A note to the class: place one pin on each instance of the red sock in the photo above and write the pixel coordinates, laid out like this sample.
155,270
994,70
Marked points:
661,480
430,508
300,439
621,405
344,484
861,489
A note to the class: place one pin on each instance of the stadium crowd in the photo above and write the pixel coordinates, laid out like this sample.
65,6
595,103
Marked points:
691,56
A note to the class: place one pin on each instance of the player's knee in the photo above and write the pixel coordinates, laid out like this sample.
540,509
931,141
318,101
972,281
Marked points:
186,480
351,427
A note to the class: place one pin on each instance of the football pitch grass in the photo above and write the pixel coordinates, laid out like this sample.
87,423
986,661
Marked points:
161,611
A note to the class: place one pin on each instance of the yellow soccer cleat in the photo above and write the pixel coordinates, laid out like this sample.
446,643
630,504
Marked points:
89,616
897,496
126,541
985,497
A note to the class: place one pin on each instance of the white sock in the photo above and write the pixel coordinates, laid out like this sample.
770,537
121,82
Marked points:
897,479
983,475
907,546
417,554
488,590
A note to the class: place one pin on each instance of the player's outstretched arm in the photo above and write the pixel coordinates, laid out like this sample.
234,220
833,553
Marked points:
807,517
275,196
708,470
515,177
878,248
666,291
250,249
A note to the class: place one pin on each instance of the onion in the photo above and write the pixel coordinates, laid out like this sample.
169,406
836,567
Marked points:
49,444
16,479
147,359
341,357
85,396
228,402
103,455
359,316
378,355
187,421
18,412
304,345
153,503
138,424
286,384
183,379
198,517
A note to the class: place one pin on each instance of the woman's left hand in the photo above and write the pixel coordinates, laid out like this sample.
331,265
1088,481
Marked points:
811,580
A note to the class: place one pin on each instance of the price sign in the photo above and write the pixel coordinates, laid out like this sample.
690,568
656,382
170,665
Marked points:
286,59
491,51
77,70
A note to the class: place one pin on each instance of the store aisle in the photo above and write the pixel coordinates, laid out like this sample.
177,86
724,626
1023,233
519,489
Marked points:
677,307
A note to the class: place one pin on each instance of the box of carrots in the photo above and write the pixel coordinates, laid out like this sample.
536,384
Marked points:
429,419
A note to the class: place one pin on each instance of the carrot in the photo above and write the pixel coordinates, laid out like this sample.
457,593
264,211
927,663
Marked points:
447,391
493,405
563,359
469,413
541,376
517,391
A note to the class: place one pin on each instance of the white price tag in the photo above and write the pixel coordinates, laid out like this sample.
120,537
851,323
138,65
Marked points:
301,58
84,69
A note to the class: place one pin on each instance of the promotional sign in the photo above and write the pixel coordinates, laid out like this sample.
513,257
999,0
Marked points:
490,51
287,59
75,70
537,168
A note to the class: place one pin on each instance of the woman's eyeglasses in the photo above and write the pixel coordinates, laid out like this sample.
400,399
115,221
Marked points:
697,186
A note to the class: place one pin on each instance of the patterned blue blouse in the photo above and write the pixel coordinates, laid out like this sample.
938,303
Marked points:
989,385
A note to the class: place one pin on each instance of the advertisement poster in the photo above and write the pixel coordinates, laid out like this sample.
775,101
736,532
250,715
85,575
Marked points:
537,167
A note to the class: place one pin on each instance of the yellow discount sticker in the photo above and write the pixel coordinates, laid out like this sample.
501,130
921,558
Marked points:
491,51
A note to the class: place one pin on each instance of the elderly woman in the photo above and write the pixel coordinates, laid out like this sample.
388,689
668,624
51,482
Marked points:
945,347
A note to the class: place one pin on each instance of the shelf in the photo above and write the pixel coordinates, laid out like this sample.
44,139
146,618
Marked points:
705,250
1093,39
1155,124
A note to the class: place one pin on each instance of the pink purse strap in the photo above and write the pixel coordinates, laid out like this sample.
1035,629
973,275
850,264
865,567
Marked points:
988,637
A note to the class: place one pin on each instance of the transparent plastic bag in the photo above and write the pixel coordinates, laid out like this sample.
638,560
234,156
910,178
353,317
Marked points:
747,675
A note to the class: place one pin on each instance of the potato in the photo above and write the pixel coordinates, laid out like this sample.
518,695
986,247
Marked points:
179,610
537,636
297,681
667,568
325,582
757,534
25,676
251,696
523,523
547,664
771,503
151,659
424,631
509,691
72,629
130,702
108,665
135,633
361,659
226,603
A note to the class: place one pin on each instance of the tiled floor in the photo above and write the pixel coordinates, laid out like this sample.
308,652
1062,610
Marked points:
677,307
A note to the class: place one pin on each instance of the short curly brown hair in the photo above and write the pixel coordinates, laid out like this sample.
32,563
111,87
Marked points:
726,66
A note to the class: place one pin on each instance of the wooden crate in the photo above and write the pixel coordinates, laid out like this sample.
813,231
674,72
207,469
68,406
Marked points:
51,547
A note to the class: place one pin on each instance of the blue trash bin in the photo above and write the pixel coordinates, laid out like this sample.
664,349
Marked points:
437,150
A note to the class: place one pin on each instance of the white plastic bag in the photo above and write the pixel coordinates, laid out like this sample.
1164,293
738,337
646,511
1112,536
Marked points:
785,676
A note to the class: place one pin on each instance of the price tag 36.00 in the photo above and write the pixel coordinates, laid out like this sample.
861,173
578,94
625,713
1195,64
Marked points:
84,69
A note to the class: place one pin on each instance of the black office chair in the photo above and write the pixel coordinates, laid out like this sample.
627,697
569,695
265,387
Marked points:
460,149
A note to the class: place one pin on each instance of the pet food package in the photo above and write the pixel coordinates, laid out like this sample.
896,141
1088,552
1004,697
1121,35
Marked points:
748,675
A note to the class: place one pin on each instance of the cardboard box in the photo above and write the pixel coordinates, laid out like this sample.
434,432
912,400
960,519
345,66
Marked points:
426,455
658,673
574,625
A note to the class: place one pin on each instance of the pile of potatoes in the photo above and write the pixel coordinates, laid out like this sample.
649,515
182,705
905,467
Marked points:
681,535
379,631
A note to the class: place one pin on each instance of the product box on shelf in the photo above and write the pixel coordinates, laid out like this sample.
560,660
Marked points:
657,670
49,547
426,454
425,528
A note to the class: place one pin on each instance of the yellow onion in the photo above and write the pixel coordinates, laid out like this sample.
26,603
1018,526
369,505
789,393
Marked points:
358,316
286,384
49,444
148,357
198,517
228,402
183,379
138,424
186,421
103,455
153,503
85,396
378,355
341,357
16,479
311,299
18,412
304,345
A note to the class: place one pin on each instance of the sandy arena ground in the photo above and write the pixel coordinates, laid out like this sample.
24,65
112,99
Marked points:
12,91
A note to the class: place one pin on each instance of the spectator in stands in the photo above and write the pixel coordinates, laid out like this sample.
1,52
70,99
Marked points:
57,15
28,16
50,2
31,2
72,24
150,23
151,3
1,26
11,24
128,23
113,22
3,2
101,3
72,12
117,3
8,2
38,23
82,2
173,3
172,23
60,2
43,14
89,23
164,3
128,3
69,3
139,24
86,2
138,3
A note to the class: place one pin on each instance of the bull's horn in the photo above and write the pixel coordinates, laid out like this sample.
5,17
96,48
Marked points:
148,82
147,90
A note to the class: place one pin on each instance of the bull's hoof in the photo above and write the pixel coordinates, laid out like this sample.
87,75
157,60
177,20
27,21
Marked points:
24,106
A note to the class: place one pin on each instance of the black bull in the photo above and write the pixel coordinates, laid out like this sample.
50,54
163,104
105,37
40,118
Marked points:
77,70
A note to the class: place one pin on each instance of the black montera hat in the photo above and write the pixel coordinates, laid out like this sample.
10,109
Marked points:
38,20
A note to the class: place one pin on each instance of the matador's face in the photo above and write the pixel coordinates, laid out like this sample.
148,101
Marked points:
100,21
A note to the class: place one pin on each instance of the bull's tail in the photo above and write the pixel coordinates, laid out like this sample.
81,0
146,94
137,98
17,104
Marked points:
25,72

§ AIM OF THE EXERCISE
Extract every entry in the listing word for word.

§ RESULT OF THIS EXERCISE
A note to the class: place one pin on each instance of the red sock in the photo above and write the pixel coordinates, laid out like this sample.
155,270
994,70
Marked points:
661,480
430,508
300,439
621,405
344,484
861,489
A note to the class: place one pin on each instance of the stadium crowd in the photo above and write the pixel coordinates, laid out like this sample.
65,6
595,103
Marked points:
691,56
A note to the class: place one pin on each instance of the player's knee in the photo above and write the pixel coordinates, laid out like this sample.
540,509
931,141
318,101
972,281
Marked points:
186,480
351,427
A note to the class: place one pin on each instance of the football pitch grass in the photo above and write the pixel coordinates, laid out like this sample.
87,423
986,661
Marked points:
161,611
A note to the class: place one pin on each instance of the yellow soccer cleat in the photo above and write the pixel coordinates, laid out like this sample.
446,643
630,504
Marked points:
89,616
897,496
126,541
985,497
A note to the class: place one pin on each instance of the white sock in the photo above and write the pixel coordinates, laid out like this sample.
770,537
121,82
Marked points:
897,479
983,475
907,546
417,554
488,590
A note to the class: place one pin on each instance of the player's outstretched arm in the photo above and write the pixel coordinates, laid out like this sample.
234,220
833,553
Marked points:
807,517
275,196
708,470
515,177
878,248
666,291
250,249
A note to the class: place one pin on each instance of the onion in the photo above and write the pixel coordinates, laid out like this sample.
169,406
836,567
Marked points:
49,444
16,479
147,359
341,357
85,396
228,402
103,455
359,316
378,355
187,421
18,412
304,345
153,503
138,424
286,384
183,379
198,517
A note to the class: place one pin on each instance of the woman's left hand in the photo above and write the pixel coordinates, laid out like this sample.
331,265
1088,481
Marked points:
811,580
A note to the class: place one pin on each instance of the price sign in the photo above and write the pixel coordinates, laid out like this sample.
690,568
656,382
170,665
Marked points:
286,59
491,51
77,70
A note to the class: place one pin on each instance of the store aisle in the photo above and write the pixel coordinates, laid out like this sample.
177,86
724,626
1023,233
519,489
Marked points:
677,307
A note to the class: place one pin on each instance of the box of carrots in the photo above and write the pixel coordinates, laid out like this sample.
536,384
Marked points:
429,419
A note to the class: place one pin on each instance of the carrot in the photo above and write the pixel coordinates, laid out like this sample.
457,593
264,211
927,663
Marked points:
447,391
493,405
563,359
469,413
541,376
517,391
A note to the class: place one pin on each instance of the white price tag in the photo above and write the pixel coordinates, laid out like this sample.
120,537
851,323
138,65
Marked points:
301,58
84,69
A note to the class: place one pin on each instance of the promotional sign in the photo above and write the pixel coordinates, laid out like this sample.
513,257
999,0
Marked points:
490,51
287,59
75,70
537,168
A note to the class: place one pin on each instance of the woman's eyeglasses in the photo above and write the pixel coordinates, laid out like this sample.
400,399
115,221
Marked points:
697,186
A note to the class: place one pin on each instance of the patterned blue blouse in the photo above and write the pixel coordinates, laid out like this sample.
938,303
Marked points:
989,385
A note to the class: place one pin on each instance of the advertisement poster in the photo above and write the pixel coordinates, laid out like this sample.
775,101
736,532
250,715
85,575
Marked points:
537,167
A note to the class: place one pin on each instance of the yellow discount sticker in the photo above and write the pixel coordinates, laid out like this sample.
501,130
921,558
Marked points:
491,51
A note to the class: place one pin on each instance of the elderly woman in the photo above and write the pixel coordinates, laid out like this sample.
388,689
668,624
51,482
Marked points:
945,347
A note to the class: place one pin on each instance of the shelf in the photo above and write the pixel coordinates, laid out like this sample.
44,139
146,618
Marked points:
705,250
1093,39
1155,124
A note to the class: place one pin on each instance of the pink purse strap in the photo above and write the pixel coordinates, laid out like this sample.
1035,629
973,275
850,264
865,567
Marked points:
988,637
A note to the class: place one pin on each instance of the transparent plastic bag in the photo above and write the pixel coordinates, laid out like this sample.
638,560
234,156
910,178
353,317
Marked points:
747,675
A note to the class: place one pin on each instance of the potato in the photo above and write the pixel coordinates, laid out like this sample.
518,695
986,247
Marked points:
179,610
537,636
297,681
667,568
325,582
757,534
25,676
251,696
523,523
547,664
771,503
151,659
424,631
509,691
72,629
130,702
108,665
135,633
361,659
226,603
A note to the class: place one pin on each instance of the tiled floor in the photo above and write the pixel coordinates, laid out like this sample.
308,652
1062,610
Marked points:
677,307
A note to the class: place one pin on each instance of the short curly brown hair in the photo above and write the pixel coordinates, laid out like this sample.
32,563
111,87
Marked points:
726,66
A note to the class: place one pin on each instance of the wooden crate in the photo above and write the pixel coordinates, laid out like this sample.
813,231
674,72
207,469
68,406
Marked points:
51,547
A note to the class: place one pin on each instance of the blue trash bin in the photo above and write the pixel coordinates, laid out like this sample.
664,349
Marked points:
437,150
A note to the class: place one pin on each instance of the white plastic bag in the photo above and write the pixel coordinates, laid out like this sample.
1164,293
738,337
646,511
1112,536
Marked points:
785,676
A note to the class: place one pin on each instance of the price tag 36.00 in the photo above and write the pixel coordinates, laid out like this sample.
861,173
578,94
625,713
1195,64
Marked points:
84,69
A note to the class: place one pin on each instance of the black office chair in the photo above and write the pixel coordinates, laid out like this sample.
627,697
569,695
265,387
Marked points:
460,149
A note to the class: place one pin on each instance of the pet food package in the photo above and write the pixel coordinates, laid out like this sample.
896,141
1088,552
1004,697
1121,35
Marked points:
748,675
A note to the class: place one pin on each instance of the cardboard box in the photo above and write the pixel coordinates, laid out like this sample.
434,432
912,400
960,519
345,66
Marked points:
426,455
658,673
574,625
A note to the class: place one pin on each instance of the pile of potatoes in the photo above and write the pixel coordinates, laid out like this sample.
649,515
182,705
905,467
Marked points:
681,535
379,631
A note to the class: place one pin on each instance of the product box on shelf in the photo above and write the pixel coordinates, laid out like this sample.
560,660
Marked points:
657,670
49,547
426,454
425,528
A note to the class: place one pin on each instance of the yellow onion in the photo above and write the pixel coordinates, laid out like this sample.
26,603
1018,526
369,505
789,393
Marked points:
358,316
286,384
49,444
148,357
198,517
228,402
183,379
138,424
186,421
103,455
153,503
85,396
378,355
341,357
16,479
311,299
18,412
304,345
A note to the class: place one pin on each instance of the sandy arena ground in the photo above and write the pixel coordinates, laid out like this sample.
24,65
112,99
Marked points:
12,91
A note to the class: place one pin on each instance of the spectator in stands in the photo above and write the pixel coordinates, laid out like this sample.
1,52
70,99
Marked points:
57,15
28,16
50,2
31,2
72,24
150,23
151,3
1,26
11,24
128,23
113,22
3,2
101,3
72,12
117,3
8,2
38,23
82,2
173,3
172,23
60,2
43,14
89,23
164,3
128,3
69,3
139,24
86,2
138,3
A note to the class: place one pin on each instance of the bull's horn in the photo above and write the pixel coordinates, laid out like this sample.
5,17
96,48
Marked points:
148,82
147,90
A note to the class: place one pin on each instance of the bull's hoof in the photo above and write the pixel coordinates, laid out like this sample.
87,75
157,60
177,20
27,21
Marked points:
24,106
A note to the class: place one pin on each instance of the black bull in the photo above and write the pixel coordinates, laid out like this sample.
50,54
163,104
105,37
40,118
Marked points:
77,70
A note to the class: place one pin on each instance of the black montera hat in the photo above and write the pixel coordinates, laid out like this sample.
10,109
Marked points:
38,20
A note to the class: place one pin on each instance of the matador's face in the photo above and write the pixel coordinates, laid out like this sample.
148,101
Marked points:
100,21
A note to the class: place one pin on each instance of the bull's tail in the photo above and write the pixel coordinates, laid out like this sample.
81,0
146,94
137,98
17,104
Marked points:
25,72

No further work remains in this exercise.